▶ **Required task**
Can you write out all of the material below, word for word?
[Start of Items]
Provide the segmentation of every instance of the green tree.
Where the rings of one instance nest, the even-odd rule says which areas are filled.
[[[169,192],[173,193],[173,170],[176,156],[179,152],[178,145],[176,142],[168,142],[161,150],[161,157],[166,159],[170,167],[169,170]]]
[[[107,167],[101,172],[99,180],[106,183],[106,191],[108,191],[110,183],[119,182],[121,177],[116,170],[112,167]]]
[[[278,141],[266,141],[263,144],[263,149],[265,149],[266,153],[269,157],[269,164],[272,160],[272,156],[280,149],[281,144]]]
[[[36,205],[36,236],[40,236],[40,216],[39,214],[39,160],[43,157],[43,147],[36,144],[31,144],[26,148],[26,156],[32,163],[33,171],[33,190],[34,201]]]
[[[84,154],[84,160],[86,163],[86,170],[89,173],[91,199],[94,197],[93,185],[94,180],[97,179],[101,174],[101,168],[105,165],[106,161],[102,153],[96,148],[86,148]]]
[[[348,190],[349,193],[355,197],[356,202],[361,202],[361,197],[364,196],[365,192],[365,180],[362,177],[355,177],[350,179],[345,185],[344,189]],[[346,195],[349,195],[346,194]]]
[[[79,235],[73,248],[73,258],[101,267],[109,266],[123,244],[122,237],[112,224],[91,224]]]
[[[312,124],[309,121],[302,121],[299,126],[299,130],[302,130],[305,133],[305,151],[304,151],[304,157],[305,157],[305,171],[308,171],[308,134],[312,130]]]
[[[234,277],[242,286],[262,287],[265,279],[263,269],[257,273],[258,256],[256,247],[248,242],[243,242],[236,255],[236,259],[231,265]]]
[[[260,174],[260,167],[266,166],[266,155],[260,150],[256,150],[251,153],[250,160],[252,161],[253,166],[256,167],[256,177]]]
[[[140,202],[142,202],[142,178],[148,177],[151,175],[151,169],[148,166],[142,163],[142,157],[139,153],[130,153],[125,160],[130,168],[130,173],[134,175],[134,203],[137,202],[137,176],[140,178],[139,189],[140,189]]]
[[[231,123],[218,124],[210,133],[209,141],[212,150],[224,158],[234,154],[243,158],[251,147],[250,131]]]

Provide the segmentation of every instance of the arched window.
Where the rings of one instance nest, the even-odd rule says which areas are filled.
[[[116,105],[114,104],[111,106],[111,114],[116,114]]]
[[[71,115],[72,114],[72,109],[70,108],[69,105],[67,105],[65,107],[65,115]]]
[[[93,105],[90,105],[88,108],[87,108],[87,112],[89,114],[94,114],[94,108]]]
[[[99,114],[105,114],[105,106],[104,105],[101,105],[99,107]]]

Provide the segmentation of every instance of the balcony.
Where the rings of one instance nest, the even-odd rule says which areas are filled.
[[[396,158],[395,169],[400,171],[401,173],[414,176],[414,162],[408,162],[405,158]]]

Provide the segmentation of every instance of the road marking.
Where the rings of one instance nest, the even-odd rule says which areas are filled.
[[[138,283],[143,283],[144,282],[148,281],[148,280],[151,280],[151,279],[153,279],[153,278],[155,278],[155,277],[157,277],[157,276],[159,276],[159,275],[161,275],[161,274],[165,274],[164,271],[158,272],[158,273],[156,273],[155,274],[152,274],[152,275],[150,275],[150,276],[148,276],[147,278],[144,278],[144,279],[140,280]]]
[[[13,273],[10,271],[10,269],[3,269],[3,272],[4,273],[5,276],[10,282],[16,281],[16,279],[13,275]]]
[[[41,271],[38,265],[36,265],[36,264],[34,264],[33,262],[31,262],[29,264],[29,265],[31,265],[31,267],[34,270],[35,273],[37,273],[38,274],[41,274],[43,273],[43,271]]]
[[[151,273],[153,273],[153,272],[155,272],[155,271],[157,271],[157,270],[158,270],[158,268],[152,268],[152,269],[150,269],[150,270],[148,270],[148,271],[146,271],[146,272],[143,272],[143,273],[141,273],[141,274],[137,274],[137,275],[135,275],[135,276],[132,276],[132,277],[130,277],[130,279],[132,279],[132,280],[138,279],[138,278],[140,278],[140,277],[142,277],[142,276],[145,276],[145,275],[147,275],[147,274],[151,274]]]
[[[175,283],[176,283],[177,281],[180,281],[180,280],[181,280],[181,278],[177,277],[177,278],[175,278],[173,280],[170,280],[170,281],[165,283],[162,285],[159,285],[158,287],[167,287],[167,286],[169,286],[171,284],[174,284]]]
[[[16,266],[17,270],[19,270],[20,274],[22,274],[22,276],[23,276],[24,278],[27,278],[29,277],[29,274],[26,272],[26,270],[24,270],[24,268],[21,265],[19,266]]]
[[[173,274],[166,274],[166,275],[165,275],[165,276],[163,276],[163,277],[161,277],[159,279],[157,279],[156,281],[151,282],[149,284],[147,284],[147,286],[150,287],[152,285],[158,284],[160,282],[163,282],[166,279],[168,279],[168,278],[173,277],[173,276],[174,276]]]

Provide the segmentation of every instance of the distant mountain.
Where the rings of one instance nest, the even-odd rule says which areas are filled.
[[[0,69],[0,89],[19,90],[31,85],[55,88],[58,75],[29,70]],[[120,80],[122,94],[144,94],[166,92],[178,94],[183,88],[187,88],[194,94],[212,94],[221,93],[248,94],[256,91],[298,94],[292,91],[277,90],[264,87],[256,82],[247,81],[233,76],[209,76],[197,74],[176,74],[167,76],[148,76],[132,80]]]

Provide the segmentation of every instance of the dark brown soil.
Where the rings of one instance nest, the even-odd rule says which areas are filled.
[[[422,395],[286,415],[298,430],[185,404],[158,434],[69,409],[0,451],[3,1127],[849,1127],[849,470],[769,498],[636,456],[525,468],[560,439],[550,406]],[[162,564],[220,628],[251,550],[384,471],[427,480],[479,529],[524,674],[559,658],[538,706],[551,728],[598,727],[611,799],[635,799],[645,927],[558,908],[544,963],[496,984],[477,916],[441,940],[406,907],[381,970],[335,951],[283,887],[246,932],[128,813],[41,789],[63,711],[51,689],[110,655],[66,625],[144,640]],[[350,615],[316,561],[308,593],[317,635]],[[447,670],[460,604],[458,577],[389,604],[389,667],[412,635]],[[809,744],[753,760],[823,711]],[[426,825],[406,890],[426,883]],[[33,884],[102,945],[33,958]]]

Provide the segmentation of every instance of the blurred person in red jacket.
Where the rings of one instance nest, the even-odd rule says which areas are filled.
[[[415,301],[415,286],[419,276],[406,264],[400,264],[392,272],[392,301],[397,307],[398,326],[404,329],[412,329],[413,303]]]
[End of Items]
▶ **Correct answer**
Provide the segmentation of every instance of the green tree.
Where the rings of one instance nest, the even-odd rule says which areas are filled.
[[[169,192],[173,193],[173,170],[176,156],[179,152],[178,145],[176,142],[168,142],[161,150],[161,157],[166,159],[170,167],[169,170]]]
[[[107,167],[101,172],[99,180],[106,183],[106,191],[108,191],[110,183],[119,182],[121,177],[116,170],[112,167]]]
[[[278,141],[266,141],[263,144],[263,149],[265,149],[266,153],[269,157],[269,164],[272,160],[272,156],[280,149],[281,144]]]
[[[36,205],[36,236],[40,236],[40,216],[39,214],[39,160],[43,157],[43,147],[36,144],[31,144],[26,148],[26,156],[32,163],[33,171],[33,190],[34,201]]]
[[[84,154],[84,160],[86,163],[86,170],[89,173],[91,199],[94,197],[93,185],[94,180],[97,179],[101,174],[101,168],[105,165],[106,161],[102,153],[96,148],[86,148]]]
[[[348,190],[349,193],[355,197],[356,202],[361,202],[361,197],[364,196],[365,192],[365,180],[362,177],[355,177],[350,179],[345,185],[344,189]],[[346,195],[349,195],[346,194]]]
[[[79,235],[73,248],[73,258],[101,267],[109,266],[123,244],[122,237],[112,224],[91,224]]]
[[[312,124],[309,121],[302,121],[299,126],[299,130],[302,130],[305,133],[305,151],[304,151],[304,157],[305,157],[305,171],[308,171],[308,134],[312,130]]]
[[[234,277],[242,286],[262,287],[265,279],[263,269],[257,273],[258,256],[256,247],[248,242],[243,242],[236,255],[236,259],[231,265]]]
[[[260,174],[260,167],[266,166],[266,155],[260,150],[256,150],[251,153],[250,160],[252,161],[253,166],[256,167],[256,177]]]
[[[140,202],[142,202],[142,178],[148,177],[151,175],[151,169],[148,166],[142,163],[142,157],[139,153],[130,153],[125,160],[130,168],[130,173],[134,175],[134,203],[137,202],[137,176],[140,178],[139,189],[140,189]]]
[[[231,123],[218,124],[210,133],[209,141],[212,150],[224,158],[234,154],[243,158],[251,147],[250,131]]]

Provide the segmentation of every instance of the arched window.
Where the rings of one instance nest, the even-odd rule says which areas are filled.
[[[116,105],[114,104],[111,106],[111,114],[116,114]]]
[[[71,115],[72,114],[72,109],[70,108],[69,105],[67,105],[65,107],[65,115]]]
[[[93,105],[90,105],[88,108],[87,108],[87,112],[89,114],[94,114],[94,108]]]
[[[99,114],[105,114],[105,106],[104,105],[101,105],[99,107]]]

Provide the segmentation of every instance of the balcony.
Where the rings of one instance nest, the even-odd rule says which areas are filled.
[[[396,158],[395,169],[400,171],[401,173],[414,176],[414,162],[408,162],[405,158]]]

Provide the segmentation of every instance of the road marking.
Where the rings of one instance nest, the even-odd rule says which areas are filled.
[[[138,283],[143,283],[144,282],[148,281],[148,280],[151,280],[151,279],[153,279],[153,278],[155,278],[155,277],[157,277],[157,276],[159,276],[159,275],[161,275],[161,274],[165,274],[164,271],[158,272],[158,273],[156,273],[155,274],[152,274],[152,275],[150,275],[150,276],[148,276],[147,278],[144,278],[144,279],[140,280]]]
[[[13,273],[10,271],[10,269],[3,269],[3,272],[4,273],[5,276],[10,282],[16,281],[16,279],[13,275]]]
[[[41,271],[38,265],[36,265],[36,264],[34,264],[33,262],[31,262],[29,264],[29,265],[31,265],[31,267],[34,270],[35,273],[37,273],[38,274],[41,274],[43,273],[43,271]]]
[[[151,273],[153,273],[153,272],[155,272],[155,271],[157,271],[157,270],[158,270],[158,268],[152,268],[152,269],[150,269],[150,270],[148,270],[148,271],[146,271],[146,272],[143,272],[143,273],[141,273],[141,274],[137,274],[137,275],[135,275],[135,276],[132,276],[132,277],[130,277],[130,279],[132,279],[132,280],[138,279],[138,278],[140,278],[140,277],[142,277],[142,276],[145,276],[145,275],[147,275],[147,274],[151,274]]]
[[[175,283],[176,283],[177,281],[180,281],[180,280],[181,280],[181,278],[177,277],[177,278],[175,278],[173,280],[170,280],[170,281],[165,283],[162,285],[159,285],[158,287],[167,287],[167,286],[169,286],[171,284],[174,284]]]
[[[16,266],[17,270],[19,270],[20,274],[22,274],[22,276],[23,276],[24,278],[27,278],[29,277],[29,274],[26,272],[26,270],[24,270],[24,268],[21,265],[19,266]]]
[[[173,274],[166,274],[166,275],[165,275],[165,276],[163,276],[163,277],[161,277],[159,279],[157,279],[156,281],[151,282],[149,284],[147,284],[147,286],[150,287],[152,285],[158,284],[160,282],[163,282],[166,279],[168,279],[168,278],[173,277],[173,276],[174,276]]]

Provide the segmentation of every instance of the distant mountain.
Where the rings of one instance nest, the even-odd rule says which areas are filled.
[[[0,69],[0,89],[19,90],[31,85],[55,88],[58,75],[29,70]],[[120,80],[122,94],[144,94],[166,92],[178,94],[183,88],[187,88],[194,94],[212,94],[221,93],[248,94],[256,91],[298,94],[292,91],[277,90],[264,87],[256,82],[247,81],[233,76],[209,76],[197,74],[176,74],[167,76],[148,76],[132,80]]]

Provide the segmentation of every instance of the dark brown soil.
Where the rings of one instance nest, the even-odd rule says which areas are filled.
[[[422,395],[286,415],[298,430],[185,404],[158,434],[69,409],[0,451],[3,1127],[849,1127],[849,470],[769,498],[636,456],[525,468],[560,439],[550,406]],[[162,564],[220,628],[251,550],[384,471],[427,480],[479,529],[524,674],[559,658],[538,706],[551,728],[598,727],[611,799],[635,799],[645,927],[558,908],[544,963],[496,984],[477,916],[441,940],[406,907],[381,970],[335,951],[283,887],[246,932],[128,813],[41,789],[63,711],[51,689],[110,655],[66,625],[144,640]],[[350,615],[316,561],[308,593],[317,635]],[[447,670],[460,604],[458,577],[389,604],[389,667],[412,635]],[[809,744],[753,760],[823,711]],[[426,825],[406,890],[426,883]],[[33,884],[102,945],[33,958]]]

Provide the segmentation of every instance of the blurred person in red jacket.
Where the rings of one instance nest, the even-odd rule says which areas are filled.
[[[415,301],[415,286],[419,276],[406,264],[400,264],[392,272],[392,301],[397,307],[398,326],[404,329],[412,329],[413,303]]]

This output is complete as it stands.